Arrange everything from the start of the material down to the line containing "column 55, row 72" (both ends included) as a numbered list, skipping blank lines and leaving out the pictures.

◆ DATA EXCERPTS ◆
★ ★ ★ ★ ★

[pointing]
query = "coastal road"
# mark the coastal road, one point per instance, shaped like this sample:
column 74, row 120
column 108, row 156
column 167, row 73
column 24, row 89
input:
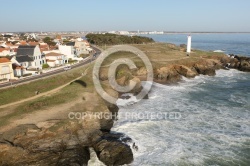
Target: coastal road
column 55, row 72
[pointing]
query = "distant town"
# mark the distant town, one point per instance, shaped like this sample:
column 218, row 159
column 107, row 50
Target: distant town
column 29, row 54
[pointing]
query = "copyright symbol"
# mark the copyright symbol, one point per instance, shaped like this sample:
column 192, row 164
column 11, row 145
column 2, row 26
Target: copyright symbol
column 112, row 72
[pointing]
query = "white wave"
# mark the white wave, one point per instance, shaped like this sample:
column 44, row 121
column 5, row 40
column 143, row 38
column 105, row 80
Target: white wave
column 218, row 51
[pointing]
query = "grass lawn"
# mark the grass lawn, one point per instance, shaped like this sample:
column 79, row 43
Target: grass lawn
column 24, row 91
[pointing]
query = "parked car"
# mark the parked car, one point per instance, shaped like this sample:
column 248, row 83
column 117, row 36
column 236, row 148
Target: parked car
column 67, row 68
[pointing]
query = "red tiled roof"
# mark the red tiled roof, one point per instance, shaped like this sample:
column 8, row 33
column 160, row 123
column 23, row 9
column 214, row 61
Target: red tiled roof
column 53, row 54
column 3, row 49
column 51, row 60
column 33, row 43
column 4, row 60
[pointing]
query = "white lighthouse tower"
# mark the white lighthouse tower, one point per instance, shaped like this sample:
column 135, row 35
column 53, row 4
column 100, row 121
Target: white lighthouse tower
column 189, row 45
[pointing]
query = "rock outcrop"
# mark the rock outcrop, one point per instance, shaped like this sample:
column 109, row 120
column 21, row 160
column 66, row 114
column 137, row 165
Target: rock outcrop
column 64, row 143
column 238, row 62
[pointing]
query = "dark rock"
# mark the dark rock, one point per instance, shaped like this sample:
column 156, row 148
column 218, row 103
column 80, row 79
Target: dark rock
column 183, row 45
column 205, row 70
column 185, row 71
column 21, row 129
column 113, row 152
column 79, row 156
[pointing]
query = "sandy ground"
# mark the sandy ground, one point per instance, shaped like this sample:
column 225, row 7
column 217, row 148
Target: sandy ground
column 52, row 113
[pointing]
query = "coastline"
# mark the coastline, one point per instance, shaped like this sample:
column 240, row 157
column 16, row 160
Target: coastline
column 27, row 137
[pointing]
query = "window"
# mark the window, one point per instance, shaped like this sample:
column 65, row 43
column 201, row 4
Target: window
column 5, row 69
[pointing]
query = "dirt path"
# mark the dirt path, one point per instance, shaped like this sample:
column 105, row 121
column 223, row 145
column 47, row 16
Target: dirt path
column 42, row 94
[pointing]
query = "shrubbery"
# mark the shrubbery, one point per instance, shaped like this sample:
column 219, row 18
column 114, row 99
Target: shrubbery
column 113, row 39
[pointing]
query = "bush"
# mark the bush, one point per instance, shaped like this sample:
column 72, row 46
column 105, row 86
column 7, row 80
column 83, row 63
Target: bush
column 84, row 55
column 45, row 66
column 28, row 74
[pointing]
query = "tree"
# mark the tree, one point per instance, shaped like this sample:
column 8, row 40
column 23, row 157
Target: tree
column 45, row 66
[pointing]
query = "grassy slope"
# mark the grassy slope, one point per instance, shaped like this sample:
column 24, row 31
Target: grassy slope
column 159, row 54
column 23, row 91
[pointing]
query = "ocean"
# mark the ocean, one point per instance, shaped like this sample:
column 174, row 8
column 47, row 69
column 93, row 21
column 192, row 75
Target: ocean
column 207, row 119
column 230, row 43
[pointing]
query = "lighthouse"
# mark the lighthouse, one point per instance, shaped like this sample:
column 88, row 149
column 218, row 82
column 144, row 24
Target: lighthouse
column 189, row 45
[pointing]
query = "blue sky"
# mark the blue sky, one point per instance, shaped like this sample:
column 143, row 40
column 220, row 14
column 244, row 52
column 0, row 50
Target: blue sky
column 97, row 15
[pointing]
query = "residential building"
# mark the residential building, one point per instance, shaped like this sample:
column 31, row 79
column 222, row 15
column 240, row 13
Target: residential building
column 6, row 71
column 68, row 50
column 4, row 51
column 19, row 71
column 30, row 56
column 80, row 47
column 55, row 59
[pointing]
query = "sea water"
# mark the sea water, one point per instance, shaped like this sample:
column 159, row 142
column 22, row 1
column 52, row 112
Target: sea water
column 214, row 127
column 230, row 43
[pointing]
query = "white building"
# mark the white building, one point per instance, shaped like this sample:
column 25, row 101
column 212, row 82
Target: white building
column 69, row 51
column 55, row 59
column 189, row 40
column 30, row 56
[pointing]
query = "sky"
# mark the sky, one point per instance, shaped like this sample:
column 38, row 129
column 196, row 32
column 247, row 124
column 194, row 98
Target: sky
column 125, row 15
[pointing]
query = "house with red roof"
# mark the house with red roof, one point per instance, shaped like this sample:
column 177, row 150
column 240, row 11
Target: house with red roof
column 54, row 59
column 6, row 71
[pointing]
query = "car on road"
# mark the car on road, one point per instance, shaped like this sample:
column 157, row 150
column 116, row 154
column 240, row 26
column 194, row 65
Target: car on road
column 67, row 68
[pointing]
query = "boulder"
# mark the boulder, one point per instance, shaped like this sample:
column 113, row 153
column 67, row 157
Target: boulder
column 111, row 151
column 205, row 70
column 167, row 75
column 185, row 71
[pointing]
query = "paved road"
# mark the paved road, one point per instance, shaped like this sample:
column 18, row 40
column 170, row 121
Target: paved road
column 98, row 52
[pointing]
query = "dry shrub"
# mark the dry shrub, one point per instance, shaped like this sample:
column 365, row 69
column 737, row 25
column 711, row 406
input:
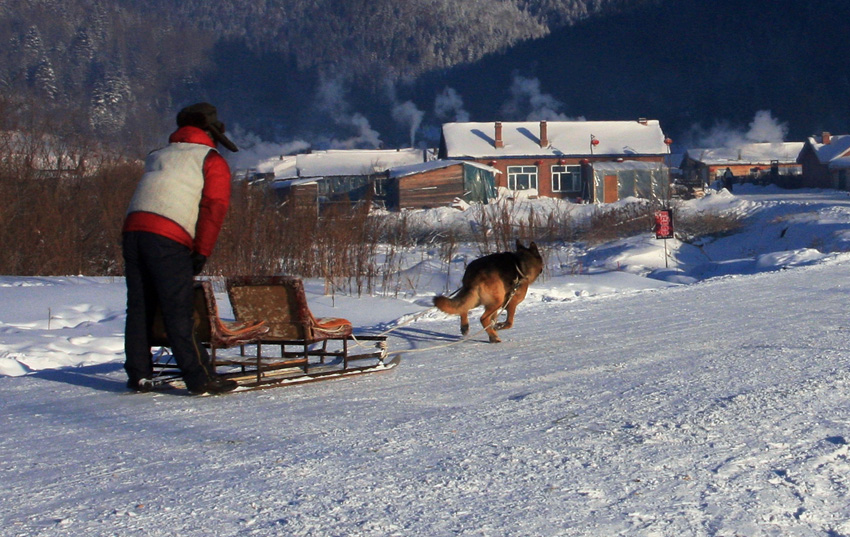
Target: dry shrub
column 690, row 226
column 608, row 223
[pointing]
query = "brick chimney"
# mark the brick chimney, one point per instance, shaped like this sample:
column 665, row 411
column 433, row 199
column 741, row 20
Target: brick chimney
column 499, row 142
column 544, row 134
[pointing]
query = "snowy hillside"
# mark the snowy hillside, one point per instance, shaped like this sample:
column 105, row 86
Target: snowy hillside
column 710, row 398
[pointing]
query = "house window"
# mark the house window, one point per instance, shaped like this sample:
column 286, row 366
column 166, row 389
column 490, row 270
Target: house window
column 522, row 177
column 566, row 178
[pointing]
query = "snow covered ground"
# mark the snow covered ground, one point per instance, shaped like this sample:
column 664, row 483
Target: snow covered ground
column 710, row 398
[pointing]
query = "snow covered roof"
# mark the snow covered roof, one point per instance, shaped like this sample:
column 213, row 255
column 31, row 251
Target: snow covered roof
column 566, row 138
column 757, row 153
column 339, row 162
column 626, row 165
column 412, row 169
column 837, row 148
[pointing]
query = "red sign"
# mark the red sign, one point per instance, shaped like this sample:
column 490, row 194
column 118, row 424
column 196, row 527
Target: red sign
column 664, row 224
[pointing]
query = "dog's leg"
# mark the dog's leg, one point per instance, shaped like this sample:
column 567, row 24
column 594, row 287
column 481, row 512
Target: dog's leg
column 518, row 297
column 487, row 321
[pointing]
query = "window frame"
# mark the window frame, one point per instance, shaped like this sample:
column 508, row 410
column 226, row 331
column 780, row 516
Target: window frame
column 525, row 169
column 575, row 174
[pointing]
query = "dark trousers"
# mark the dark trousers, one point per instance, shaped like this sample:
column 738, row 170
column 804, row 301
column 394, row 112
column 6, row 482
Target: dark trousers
column 159, row 273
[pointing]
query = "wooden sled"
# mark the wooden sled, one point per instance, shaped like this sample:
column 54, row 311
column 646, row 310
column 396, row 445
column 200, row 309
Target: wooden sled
column 210, row 331
column 297, row 347
column 305, row 354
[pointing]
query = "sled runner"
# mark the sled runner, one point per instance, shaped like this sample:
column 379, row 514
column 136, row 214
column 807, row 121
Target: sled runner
column 290, row 345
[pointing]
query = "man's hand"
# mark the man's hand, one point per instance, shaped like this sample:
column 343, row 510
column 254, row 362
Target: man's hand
column 198, row 262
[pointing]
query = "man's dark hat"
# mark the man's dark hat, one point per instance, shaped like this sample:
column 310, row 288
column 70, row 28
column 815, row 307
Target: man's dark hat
column 204, row 116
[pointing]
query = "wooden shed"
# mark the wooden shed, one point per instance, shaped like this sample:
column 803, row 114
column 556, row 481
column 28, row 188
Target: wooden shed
column 826, row 161
column 438, row 183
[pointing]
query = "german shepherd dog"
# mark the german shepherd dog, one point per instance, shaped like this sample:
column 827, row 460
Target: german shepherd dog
column 489, row 281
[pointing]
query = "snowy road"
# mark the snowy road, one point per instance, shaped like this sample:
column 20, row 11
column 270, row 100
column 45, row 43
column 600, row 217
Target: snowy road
column 716, row 409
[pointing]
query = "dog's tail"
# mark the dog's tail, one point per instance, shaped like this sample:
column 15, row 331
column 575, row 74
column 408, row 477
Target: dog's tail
column 464, row 301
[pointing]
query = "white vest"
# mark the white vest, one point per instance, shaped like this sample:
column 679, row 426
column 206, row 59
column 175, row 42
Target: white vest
column 172, row 184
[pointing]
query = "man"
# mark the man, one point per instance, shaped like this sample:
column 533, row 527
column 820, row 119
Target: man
column 171, row 227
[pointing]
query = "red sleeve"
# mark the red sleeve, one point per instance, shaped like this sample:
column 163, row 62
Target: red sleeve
column 215, row 199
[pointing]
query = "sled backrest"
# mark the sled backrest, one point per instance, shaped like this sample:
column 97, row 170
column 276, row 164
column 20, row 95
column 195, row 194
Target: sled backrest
column 278, row 300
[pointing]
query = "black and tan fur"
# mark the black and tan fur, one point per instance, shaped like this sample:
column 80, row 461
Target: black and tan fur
column 488, row 281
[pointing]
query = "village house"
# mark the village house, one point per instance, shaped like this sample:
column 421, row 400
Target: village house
column 768, row 162
column 439, row 183
column 556, row 158
column 324, row 178
column 825, row 161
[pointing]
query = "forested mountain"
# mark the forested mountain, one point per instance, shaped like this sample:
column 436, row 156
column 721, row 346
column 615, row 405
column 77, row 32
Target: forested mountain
column 387, row 72
column 111, row 67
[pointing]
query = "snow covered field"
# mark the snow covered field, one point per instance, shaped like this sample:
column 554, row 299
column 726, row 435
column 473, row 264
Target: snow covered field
column 711, row 398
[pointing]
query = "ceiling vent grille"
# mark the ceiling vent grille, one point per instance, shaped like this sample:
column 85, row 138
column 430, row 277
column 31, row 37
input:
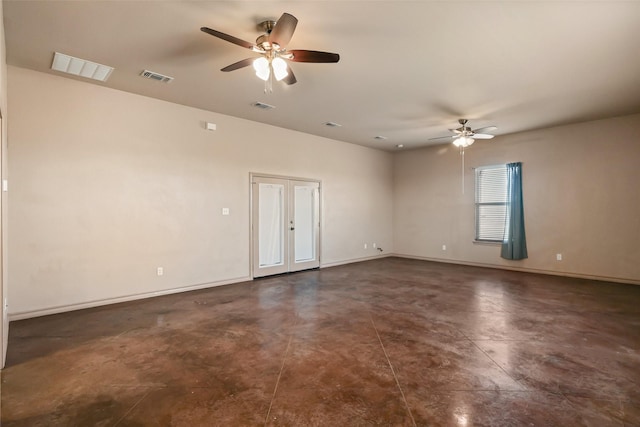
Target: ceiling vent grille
column 263, row 106
column 156, row 76
column 332, row 124
column 80, row 67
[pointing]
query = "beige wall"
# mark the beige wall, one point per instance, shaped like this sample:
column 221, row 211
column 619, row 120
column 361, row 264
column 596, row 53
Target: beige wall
column 581, row 198
column 4, row 323
column 107, row 186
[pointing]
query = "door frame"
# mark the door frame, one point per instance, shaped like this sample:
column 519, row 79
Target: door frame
column 252, row 240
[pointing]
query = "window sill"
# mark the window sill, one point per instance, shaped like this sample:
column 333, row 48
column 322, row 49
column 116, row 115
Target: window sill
column 486, row 242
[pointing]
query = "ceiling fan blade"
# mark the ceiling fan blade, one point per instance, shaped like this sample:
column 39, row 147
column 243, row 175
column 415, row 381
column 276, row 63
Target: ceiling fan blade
column 313, row 56
column 485, row 129
column 227, row 37
column 239, row 64
column 291, row 78
column 442, row 138
column 283, row 30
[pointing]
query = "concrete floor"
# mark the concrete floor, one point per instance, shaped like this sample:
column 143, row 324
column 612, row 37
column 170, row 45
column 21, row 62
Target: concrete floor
column 385, row 342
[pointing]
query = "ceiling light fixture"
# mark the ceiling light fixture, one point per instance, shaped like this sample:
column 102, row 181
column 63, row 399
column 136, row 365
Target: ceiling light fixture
column 463, row 141
column 269, row 66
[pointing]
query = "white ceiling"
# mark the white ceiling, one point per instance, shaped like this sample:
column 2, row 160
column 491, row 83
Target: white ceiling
column 408, row 69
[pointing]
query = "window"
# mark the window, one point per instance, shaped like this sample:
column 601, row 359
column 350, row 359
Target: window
column 491, row 203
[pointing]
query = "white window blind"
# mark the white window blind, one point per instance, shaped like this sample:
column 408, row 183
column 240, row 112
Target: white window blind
column 491, row 203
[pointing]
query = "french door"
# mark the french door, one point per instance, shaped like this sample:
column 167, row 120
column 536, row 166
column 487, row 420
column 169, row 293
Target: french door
column 286, row 225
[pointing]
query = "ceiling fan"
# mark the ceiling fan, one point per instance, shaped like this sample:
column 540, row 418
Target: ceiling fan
column 464, row 136
column 272, row 47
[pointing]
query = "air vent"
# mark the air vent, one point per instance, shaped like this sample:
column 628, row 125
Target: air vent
column 333, row 124
column 262, row 106
column 156, row 76
column 80, row 67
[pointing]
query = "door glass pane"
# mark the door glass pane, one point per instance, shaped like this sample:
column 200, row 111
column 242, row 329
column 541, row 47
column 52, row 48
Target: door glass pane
column 271, row 225
column 304, row 212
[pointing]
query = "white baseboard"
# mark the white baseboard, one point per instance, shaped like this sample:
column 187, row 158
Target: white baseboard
column 525, row 270
column 352, row 260
column 97, row 303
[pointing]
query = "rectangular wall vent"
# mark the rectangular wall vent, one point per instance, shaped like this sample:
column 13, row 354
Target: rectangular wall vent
column 80, row 67
column 156, row 76
column 263, row 106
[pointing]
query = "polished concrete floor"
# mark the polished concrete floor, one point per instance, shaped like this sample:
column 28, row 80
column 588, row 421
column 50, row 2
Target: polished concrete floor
column 384, row 342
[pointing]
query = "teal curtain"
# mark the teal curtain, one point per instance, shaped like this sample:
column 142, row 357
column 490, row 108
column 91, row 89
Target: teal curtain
column 514, row 242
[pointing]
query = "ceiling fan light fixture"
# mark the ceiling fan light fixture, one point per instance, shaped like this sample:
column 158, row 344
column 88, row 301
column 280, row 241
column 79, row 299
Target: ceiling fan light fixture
column 463, row 141
column 261, row 65
column 279, row 68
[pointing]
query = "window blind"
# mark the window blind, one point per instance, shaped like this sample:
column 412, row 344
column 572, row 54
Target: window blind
column 491, row 203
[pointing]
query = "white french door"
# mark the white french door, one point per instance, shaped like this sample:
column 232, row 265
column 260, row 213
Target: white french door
column 286, row 225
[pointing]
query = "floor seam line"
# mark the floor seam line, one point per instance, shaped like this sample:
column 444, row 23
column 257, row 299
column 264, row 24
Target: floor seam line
column 284, row 360
column 131, row 409
column 393, row 372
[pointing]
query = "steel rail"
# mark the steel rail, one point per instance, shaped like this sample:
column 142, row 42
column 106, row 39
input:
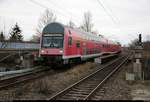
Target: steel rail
column 80, row 81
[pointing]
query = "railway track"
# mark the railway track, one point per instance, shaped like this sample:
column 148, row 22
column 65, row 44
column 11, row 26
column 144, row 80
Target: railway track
column 85, row 88
column 22, row 78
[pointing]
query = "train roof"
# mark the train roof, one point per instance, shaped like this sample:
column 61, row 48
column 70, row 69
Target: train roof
column 56, row 27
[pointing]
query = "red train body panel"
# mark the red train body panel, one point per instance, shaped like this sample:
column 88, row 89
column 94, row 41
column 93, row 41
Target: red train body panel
column 62, row 44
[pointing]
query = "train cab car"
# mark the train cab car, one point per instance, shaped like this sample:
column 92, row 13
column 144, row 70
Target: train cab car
column 61, row 44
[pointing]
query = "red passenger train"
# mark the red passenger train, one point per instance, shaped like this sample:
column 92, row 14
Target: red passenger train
column 61, row 44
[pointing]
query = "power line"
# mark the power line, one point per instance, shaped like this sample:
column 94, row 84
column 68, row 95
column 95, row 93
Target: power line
column 68, row 12
column 43, row 6
column 100, row 3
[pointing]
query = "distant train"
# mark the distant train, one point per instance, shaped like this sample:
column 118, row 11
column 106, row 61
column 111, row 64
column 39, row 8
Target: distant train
column 61, row 44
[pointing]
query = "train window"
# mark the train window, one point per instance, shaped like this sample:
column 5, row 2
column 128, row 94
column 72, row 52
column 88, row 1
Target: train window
column 69, row 32
column 70, row 41
column 77, row 44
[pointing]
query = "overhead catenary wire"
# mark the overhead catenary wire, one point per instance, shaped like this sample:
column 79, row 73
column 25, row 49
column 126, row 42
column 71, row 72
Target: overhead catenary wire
column 43, row 6
column 75, row 17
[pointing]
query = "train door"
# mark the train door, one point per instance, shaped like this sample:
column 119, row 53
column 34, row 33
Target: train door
column 78, row 47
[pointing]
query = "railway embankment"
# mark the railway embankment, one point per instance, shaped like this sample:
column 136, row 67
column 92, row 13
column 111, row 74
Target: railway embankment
column 116, row 88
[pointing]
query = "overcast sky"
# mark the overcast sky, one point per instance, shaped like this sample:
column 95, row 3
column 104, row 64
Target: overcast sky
column 120, row 20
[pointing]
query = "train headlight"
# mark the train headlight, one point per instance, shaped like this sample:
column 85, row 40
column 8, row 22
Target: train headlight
column 61, row 51
column 42, row 51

★ ★ ★ ★ ★

◆ FULL OUTPUT ◆
1. [pointing]
2. query = "coastal road"
3. # mark the coastal road, one point per instance, shaped like this sample:
4. column 74, row 120
5. column 108, row 156
6. column 167, row 73
7. column 24, row 89
8. input:
9. Target: coastal road
10. column 55, row 72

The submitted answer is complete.